WORK TO DO:
Put every line of the material below into a numbered list, leaving out blank lines.

SOURCE MATERIAL:
#####
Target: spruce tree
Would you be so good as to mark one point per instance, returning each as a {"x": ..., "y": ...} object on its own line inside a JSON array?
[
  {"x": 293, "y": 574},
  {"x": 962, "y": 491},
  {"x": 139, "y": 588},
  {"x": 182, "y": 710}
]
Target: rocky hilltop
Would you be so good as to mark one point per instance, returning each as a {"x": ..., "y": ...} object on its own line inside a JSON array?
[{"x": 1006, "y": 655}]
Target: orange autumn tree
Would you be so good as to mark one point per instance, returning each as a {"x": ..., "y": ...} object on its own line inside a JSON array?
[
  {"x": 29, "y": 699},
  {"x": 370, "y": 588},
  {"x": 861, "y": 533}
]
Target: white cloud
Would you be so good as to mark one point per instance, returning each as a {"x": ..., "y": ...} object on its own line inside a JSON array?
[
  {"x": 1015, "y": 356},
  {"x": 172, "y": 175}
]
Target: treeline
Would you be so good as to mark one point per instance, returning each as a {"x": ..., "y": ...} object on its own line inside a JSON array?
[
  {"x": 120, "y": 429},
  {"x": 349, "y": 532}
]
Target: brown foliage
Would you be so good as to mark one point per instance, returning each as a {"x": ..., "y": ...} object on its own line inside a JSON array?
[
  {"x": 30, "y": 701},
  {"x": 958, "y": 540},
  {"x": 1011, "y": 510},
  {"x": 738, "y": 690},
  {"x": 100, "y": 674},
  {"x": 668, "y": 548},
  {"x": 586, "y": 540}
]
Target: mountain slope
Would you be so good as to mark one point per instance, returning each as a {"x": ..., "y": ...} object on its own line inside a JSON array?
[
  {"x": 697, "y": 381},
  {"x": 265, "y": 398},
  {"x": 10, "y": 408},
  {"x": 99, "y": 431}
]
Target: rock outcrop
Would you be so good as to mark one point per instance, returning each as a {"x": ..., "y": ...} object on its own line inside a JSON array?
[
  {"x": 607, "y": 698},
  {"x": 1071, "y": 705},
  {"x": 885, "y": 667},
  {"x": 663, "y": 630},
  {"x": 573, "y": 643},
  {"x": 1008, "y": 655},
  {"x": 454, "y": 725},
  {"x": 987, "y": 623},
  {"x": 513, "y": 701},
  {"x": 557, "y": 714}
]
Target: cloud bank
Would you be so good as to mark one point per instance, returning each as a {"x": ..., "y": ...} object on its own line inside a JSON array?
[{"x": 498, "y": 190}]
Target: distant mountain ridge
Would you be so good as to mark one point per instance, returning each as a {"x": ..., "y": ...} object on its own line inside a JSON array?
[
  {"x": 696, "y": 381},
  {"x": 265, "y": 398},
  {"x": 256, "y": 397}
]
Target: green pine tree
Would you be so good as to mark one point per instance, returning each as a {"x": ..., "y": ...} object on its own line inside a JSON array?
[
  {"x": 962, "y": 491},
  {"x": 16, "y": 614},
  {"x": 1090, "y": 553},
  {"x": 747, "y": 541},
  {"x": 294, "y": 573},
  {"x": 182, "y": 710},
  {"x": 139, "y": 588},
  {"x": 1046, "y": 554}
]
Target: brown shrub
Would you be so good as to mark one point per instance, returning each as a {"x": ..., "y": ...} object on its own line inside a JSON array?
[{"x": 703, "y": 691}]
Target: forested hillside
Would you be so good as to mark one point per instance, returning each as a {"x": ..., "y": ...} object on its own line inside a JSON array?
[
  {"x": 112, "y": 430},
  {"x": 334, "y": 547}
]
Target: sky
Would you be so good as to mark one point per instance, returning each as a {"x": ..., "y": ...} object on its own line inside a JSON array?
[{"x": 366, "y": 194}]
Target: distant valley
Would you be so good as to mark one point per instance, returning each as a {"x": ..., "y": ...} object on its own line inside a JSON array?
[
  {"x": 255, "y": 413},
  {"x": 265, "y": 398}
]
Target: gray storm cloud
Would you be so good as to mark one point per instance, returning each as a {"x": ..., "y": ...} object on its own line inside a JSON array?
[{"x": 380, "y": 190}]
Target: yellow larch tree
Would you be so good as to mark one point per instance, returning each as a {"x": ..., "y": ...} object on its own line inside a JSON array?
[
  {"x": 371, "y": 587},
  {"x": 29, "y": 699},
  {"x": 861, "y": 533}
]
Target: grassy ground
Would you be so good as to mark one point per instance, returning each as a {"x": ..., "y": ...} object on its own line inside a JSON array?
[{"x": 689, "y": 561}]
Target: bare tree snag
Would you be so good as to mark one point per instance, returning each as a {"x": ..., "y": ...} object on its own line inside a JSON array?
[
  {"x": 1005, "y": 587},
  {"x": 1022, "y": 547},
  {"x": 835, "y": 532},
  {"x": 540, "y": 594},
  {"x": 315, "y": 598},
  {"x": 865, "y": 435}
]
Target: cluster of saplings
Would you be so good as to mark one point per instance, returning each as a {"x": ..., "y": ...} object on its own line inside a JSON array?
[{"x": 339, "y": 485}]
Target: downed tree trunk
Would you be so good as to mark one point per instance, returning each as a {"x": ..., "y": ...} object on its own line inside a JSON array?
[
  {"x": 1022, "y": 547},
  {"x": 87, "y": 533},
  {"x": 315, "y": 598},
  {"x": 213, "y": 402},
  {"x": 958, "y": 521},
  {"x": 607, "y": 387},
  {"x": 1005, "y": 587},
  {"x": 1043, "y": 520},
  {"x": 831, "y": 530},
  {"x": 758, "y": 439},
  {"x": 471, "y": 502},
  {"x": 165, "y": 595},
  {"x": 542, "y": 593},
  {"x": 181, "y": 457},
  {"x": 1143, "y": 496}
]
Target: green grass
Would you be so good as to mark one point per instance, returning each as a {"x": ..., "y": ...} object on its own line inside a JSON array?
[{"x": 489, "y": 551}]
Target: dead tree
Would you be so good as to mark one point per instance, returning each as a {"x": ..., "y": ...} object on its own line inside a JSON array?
#####
THE COMPLETED TASK:
1. Target: spruce tree
2. Would you be so good as to mark one point per instance, returning each as a {"x": ..., "y": ...} object on its own line inside a JSON array?
3. [
4.   {"x": 293, "y": 574},
5.   {"x": 962, "y": 491},
6.   {"x": 139, "y": 588},
7.   {"x": 182, "y": 710}
8. ]
9. Target: rocky hilltop
10. Would you be so good as to mark one point per instance, returning each as a {"x": ..., "y": ...} object on its own line inside a JSON array?
11. [{"x": 1006, "y": 655}]
12. Target: orange autumn tree
13. Would you be so good as to mark one point per instance, returning each as a {"x": ..., "y": ...} object on its own line inside a JSON array?
14. [
15.   {"x": 29, "y": 699},
16.   {"x": 370, "y": 588},
17.   {"x": 861, "y": 533}
18. ]
19. Target: white cloud
20. Would you be so good as to mark one point per instance, returning each as a {"x": ..., "y": ...} object on its own line inside a JSON array?
21. [
22.   {"x": 1015, "y": 356},
23.   {"x": 172, "y": 175}
24. ]
25. Target: treeline
26. Would you be so good as to mark one point per instance, returning each as a {"x": ..., "y": ...} object on its own line inside a JSON array?
27. [
28.   {"x": 120, "y": 429},
29.   {"x": 349, "y": 532}
30. ]
31. Target: brown foliage
32. Would you be so good as to mark one point per instance, returning each as a {"x": ..., "y": ...} object on its own line inside a JSON array?
33. [
34.   {"x": 30, "y": 701},
35.   {"x": 958, "y": 540},
36.   {"x": 1011, "y": 510},
37.   {"x": 738, "y": 690},
38.   {"x": 100, "y": 674},
39.   {"x": 668, "y": 548},
40.   {"x": 586, "y": 540}
41. ]
42. Target: mountain slope
43. Would you be so good as to mark one point per instance, returning each as a {"x": ..., "y": ...} object on its own line inside a JSON array?
44. [
45.   {"x": 697, "y": 381},
46.   {"x": 265, "y": 398},
47.   {"x": 10, "y": 408},
48.   {"x": 99, "y": 431}
49. ]
50. Target: rock outcrop
51. Would you be so good as to mark one point per instance, returning each as a {"x": ..., "y": ...} object on its own line inside a JSON array?
52. [
53.   {"x": 607, "y": 698},
54.   {"x": 1071, "y": 705},
55.   {"x": 885, "y": 667},
56.   {"x": 663, "y": 630},
57.   {"x": 573, "y": 643},
58.   {"x": 1008, "y": 655},
59.   {"x": 454, "y": 725},
60.   {"x": 987, "y": 623},
61.   {"x": 513, "y": 701},
62.   {"x": 557, "y": 714}
63. ]
64. Target: cloud bank
65. Would you be so good as to mark one point per instance, returning each as a {"x": ..., "y": ...} object on its own line inside a JSON array?
66. [{"x": 498, "y": 190}]
67. Target: distant mountain ridge
68. Would you be so good as to mark one point per instance, returning each as a {"x": ..., "y": ...} object on its own line inside a JSON array?
69. [
70.   {"x": 696, "y": 381},
71.   {"x": 265, "y": 398},
72.   {"x": 256, "y": 397}
73. ]
74. Target: green pine tree
75. Would you be so good as to mark one point per instance, returning each as a {"x": ..., "y": ...} object on its own line inside a JSON array?
76. [
77.   {"x": 962, "y": 491},
78.   {"x": 16, "y": 614},
79.   {"x": 1090, "y": 553},
80.   {"x": 747, "y": 541},
81.   {"x": 294, "y": 573},
82.   {"x": 182, "y": 710},
83.   {"x": 139, "y": 588},
84.   {"x": 1046, "y": 554}
85. ]
86. Target: brown shrub
87. Would you be so good as to mark one point per instance, returning each as a {"x": ..., "y": ...} object on its own line inside a JSON array?
88. [{"x": 703, "y": 691}]
89. Target: forested hillside
90. Would you be so good as to mark one point per instance, returning each as a {"x": ..., "y": ...} object on its own line inside a JSON array?
91. [
92.   {"x": 112, "y": 430},
93.   {"x": 334, "y": 547}
94. ]
95. Target: sky
96. Would you be so good as to mark one point per instance, returning each as a {"x": ..., "y": ...} object on its own line inside a JSON array?
97. [{"x": 366, "y": 194}]
98. Target: distant valley
99. Would you be so good as to mark one point per instance, returning each as a {"x": ..., "y": ...} object on its own line inside a JSON array?
100. [
101.   {"x": 255, "y": 413},
102.   {"x": 265, "y": 398}
103. ]
104. Target: gray storm cloud
105. Would you be so good as to mark one point per instance, returning each as a {"x": ..., "y": ...} object on its own line inside a JSON array?
106. [{"x": 380, "y": 190}]
107. Target: yellow larch tree
108. Would you be so good as to mark one point per instance, returning each as a {"x": ..., "y": ...} object on its own line inside a JSON array?
109. [
110.   {"x": 371, "y": 587},
111.   {"x": 29, "y": 699},
112.   {"x": 861, "y": 533}
113. ]
114. Target: grassy ground
115. Would you be so good as to mark one point per instance, returning each as a {"x": ..., "y": ...} object on its own line inside a JSON array?
116. [{"x": 689, "y": 561}]
117. Target: bare tree snag
118. Would you be so good as to mark one point per instance, returning each as a {"x": ..., "y": ...} object on its own line inside a JSON array?
119. [
120.   {"x": 1005, "y": 587},
121.   {"x": 1022, "y": 547},
122.   {"x": 835, "y": 532},
123.   {"x": 540, "y": 594},
124.   {"x": 315, "y": 598},
125.   {"x": 865, "y": 435}
126. ]
127. Target: cluster of saplings
128. Would you be so good as to mark one point per instance, returning each as a {"x": ..., "y": ...} object on its own line inside a JSON array?
129. [{"x": 339, "y": 485}]
130. Target: downed tree trunk
131. Would you be so good as to mark one point per instance, returning each as a {"x": ..., "y": ...} object on its own line inside a JSON array?
132. [
133.   {"x": 1022, "y": 547},
134.   {"x": 87, "y": 533},
135.   {"x": 315, "y": 598},
136.   {"x": 213, "y": 402},
137.   {"x": 958, "y": 521},
138.   {"x": 607, "y": 387},
139.   {"x": 1005, "y": 587},
140.   {"x": 1043, "y": 520},
141.   {"x": 831, "y": 530},
142.   {"x": 758, "y": 439},
143.   {"x": 471, "y": 502},
144.   {"x": 165, "y": 595},
145.   {"x": 542, "y": 593},
146.   {"x": 181, "y": 457},
147.   {"x": 1143, "y": 496}
148. ]
149. Target: green grass
150. Would you be so good as to mark one point per instance, returning each as a {"x": ..., "y": ...} object on its own line inside a JSON array?
151. [{"x": 489, "y": 551}]
152. Target: dead tree
153. Would you be so good as to mark one point per instance, returning each as a {"x": ..., "y": ...} object on its own line inside a JSON array?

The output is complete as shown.